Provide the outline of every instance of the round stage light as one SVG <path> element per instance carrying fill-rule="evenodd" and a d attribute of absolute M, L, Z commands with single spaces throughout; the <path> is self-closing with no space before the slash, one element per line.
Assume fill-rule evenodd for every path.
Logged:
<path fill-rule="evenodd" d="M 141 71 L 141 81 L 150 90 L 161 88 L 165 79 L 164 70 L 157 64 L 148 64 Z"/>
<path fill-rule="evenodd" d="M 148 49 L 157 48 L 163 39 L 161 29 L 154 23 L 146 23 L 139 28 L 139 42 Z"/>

──────────

What is required
When a line among the entries contains "every", pull that line out.

Output below
Provide the outline of every instance of the round stage light as one SVG <path> element per instance carrying fill-rule="evenodd" and a d attribute of absolute M, L, Z commands with single spaces throughout; the <path> is self-closing with no space before the slash, one element per line.
Assume fill-rule evenodd for every path.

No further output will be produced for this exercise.